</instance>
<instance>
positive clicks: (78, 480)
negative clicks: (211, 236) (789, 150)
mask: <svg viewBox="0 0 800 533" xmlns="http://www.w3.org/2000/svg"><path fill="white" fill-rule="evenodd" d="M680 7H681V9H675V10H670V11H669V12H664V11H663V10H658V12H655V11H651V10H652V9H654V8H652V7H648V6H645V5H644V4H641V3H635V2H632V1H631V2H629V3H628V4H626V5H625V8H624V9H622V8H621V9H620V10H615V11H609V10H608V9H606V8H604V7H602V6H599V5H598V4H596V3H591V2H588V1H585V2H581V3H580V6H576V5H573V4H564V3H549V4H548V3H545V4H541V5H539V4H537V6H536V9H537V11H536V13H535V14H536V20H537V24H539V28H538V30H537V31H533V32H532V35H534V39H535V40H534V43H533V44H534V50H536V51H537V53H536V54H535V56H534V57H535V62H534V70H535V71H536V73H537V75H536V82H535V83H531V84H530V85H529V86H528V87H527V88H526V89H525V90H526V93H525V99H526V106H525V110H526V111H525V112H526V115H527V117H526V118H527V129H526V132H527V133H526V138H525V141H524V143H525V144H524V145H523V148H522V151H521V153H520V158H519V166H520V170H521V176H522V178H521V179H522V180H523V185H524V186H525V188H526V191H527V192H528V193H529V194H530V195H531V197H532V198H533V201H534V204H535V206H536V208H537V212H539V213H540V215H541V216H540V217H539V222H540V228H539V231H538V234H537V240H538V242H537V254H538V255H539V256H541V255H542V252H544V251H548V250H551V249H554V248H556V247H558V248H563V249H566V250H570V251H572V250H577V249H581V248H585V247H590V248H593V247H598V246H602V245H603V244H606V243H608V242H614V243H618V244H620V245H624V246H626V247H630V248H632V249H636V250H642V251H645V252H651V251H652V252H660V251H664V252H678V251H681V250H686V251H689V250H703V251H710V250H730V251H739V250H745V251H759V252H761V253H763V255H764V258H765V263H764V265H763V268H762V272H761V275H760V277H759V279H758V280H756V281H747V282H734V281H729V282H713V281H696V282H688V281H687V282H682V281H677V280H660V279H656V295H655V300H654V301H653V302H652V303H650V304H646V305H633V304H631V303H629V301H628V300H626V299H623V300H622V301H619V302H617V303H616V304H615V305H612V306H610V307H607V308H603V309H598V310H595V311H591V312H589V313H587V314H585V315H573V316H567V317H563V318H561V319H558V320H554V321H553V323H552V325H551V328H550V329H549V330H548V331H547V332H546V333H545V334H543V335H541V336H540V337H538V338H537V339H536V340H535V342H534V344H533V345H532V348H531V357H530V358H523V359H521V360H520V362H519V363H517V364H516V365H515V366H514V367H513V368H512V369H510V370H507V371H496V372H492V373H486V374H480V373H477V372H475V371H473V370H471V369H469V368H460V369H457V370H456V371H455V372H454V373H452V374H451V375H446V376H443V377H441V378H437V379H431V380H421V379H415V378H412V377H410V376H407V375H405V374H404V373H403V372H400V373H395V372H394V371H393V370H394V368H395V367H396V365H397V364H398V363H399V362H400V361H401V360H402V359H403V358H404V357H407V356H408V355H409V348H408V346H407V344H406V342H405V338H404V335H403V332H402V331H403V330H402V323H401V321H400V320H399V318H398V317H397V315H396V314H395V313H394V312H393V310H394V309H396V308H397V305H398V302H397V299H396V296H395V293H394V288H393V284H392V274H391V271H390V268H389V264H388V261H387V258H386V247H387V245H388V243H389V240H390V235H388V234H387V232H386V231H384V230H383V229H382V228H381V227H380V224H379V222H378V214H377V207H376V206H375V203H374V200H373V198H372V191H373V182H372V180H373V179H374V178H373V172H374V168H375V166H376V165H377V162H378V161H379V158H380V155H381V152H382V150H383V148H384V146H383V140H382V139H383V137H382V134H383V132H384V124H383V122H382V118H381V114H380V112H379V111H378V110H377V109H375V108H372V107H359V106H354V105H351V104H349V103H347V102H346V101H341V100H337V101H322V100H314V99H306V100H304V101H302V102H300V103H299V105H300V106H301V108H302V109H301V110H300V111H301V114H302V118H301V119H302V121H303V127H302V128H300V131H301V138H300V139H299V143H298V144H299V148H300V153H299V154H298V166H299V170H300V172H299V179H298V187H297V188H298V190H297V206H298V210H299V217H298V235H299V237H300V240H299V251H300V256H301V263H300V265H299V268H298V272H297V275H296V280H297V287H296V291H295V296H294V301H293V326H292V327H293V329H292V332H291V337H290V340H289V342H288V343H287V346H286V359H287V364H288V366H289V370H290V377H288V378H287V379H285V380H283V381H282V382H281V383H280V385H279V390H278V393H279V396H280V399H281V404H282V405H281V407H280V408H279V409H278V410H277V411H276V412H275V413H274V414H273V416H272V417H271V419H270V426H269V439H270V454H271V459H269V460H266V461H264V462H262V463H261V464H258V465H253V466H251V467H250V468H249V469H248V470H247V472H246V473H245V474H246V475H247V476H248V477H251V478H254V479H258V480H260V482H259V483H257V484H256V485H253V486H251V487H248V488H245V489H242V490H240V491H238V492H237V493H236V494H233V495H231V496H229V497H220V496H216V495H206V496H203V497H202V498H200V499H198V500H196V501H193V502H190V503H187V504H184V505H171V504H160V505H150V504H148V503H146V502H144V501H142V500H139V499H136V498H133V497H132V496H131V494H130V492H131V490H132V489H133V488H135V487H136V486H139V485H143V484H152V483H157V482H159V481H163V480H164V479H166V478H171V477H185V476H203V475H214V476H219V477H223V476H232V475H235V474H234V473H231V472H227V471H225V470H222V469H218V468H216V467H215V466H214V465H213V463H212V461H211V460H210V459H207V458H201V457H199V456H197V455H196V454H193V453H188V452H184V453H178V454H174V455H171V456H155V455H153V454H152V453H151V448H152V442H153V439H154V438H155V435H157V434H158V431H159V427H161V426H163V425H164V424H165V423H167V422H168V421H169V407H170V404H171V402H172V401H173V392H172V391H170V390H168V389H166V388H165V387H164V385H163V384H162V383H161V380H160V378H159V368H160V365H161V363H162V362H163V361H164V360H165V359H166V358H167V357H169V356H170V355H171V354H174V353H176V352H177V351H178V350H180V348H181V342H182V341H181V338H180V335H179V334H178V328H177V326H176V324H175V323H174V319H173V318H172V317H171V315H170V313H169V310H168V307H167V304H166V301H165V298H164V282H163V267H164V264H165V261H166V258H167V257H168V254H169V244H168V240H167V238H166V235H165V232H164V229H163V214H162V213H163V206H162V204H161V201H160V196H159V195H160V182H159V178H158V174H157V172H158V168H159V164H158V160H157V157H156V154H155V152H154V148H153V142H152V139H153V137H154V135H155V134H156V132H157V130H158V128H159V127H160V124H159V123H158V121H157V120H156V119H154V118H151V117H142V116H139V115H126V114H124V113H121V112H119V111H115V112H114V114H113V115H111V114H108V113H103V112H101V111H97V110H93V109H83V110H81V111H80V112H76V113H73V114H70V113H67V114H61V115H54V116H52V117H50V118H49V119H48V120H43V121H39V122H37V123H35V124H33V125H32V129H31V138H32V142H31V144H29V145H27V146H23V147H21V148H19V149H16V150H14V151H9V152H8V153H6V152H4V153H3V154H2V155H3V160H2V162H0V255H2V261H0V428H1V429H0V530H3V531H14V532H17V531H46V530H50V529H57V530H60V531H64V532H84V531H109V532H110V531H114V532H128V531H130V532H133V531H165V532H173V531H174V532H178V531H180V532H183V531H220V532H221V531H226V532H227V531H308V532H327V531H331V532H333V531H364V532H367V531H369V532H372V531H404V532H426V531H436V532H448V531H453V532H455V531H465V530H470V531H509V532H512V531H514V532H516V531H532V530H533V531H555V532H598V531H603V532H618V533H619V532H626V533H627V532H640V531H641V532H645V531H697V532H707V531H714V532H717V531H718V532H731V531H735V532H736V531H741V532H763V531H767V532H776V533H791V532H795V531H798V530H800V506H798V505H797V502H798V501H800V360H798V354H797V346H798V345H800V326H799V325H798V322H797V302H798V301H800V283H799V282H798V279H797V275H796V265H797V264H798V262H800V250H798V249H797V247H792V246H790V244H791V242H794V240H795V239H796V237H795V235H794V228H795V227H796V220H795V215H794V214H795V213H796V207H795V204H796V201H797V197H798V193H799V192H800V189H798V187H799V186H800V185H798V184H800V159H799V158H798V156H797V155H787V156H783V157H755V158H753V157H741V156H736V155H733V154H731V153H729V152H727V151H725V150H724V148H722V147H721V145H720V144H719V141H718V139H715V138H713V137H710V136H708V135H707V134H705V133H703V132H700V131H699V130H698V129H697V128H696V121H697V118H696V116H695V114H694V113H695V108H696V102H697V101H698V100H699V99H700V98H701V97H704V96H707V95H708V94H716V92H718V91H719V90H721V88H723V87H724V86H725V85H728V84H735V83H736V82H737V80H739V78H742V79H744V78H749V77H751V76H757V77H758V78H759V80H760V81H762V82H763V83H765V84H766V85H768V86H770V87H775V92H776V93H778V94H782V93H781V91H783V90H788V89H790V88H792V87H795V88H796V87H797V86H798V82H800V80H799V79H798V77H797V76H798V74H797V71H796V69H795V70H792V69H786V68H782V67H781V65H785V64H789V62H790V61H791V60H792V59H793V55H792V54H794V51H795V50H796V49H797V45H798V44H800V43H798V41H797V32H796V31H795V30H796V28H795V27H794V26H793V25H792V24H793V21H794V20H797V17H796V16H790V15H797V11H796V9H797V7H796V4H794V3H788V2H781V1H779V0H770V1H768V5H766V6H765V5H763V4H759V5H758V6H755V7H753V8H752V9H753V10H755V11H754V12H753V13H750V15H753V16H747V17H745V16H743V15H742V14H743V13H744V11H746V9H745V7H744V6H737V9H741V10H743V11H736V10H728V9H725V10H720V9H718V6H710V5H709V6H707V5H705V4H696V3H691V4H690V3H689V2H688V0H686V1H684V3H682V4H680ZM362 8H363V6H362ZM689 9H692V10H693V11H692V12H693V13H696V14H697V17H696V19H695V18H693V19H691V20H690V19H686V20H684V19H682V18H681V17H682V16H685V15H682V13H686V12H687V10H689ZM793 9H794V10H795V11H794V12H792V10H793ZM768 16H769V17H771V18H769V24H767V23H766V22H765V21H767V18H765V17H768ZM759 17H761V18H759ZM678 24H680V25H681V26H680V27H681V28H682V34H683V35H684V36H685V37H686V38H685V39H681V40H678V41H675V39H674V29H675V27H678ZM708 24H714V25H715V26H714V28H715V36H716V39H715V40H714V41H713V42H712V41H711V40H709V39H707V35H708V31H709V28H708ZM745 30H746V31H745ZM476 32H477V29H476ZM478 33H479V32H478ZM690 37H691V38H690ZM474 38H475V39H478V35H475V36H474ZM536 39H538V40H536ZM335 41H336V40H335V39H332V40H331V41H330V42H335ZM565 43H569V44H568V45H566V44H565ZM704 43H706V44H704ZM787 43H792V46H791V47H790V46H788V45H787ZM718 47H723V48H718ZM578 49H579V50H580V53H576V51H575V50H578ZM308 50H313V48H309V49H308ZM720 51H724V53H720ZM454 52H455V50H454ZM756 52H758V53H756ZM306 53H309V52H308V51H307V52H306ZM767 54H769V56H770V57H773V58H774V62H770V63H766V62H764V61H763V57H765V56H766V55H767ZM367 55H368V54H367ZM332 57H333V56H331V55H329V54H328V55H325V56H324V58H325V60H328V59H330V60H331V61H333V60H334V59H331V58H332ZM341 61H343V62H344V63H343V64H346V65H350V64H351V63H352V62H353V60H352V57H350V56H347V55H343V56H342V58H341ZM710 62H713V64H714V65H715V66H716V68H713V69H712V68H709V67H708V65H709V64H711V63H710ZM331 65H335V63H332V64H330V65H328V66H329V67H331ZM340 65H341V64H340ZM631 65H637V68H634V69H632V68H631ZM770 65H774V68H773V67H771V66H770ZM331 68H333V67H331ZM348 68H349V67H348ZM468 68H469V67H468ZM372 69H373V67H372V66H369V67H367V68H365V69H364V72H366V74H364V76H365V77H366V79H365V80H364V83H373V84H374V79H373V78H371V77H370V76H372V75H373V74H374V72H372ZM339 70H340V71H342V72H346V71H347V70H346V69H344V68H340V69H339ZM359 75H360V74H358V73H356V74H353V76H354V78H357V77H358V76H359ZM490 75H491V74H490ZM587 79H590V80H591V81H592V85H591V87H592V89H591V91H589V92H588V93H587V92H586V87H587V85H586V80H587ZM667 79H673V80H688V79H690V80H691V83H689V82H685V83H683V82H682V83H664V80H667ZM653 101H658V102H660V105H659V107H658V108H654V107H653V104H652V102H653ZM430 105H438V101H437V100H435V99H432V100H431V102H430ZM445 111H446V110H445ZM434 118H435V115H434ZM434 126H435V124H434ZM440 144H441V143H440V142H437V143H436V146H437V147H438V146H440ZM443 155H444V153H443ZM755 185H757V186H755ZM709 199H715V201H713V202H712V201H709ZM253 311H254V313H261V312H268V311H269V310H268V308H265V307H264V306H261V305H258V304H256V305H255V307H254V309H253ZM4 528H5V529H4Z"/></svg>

━━━━━━━━━━━━━━━━━━━━━━━━━━━━━━

**Aim of the exercise:** Whichever lines of the material hold the word "clicks", find and copy them.

**Result:**
positive clicks: (78, 480)
negative clicks: (211, 236) (789, 150)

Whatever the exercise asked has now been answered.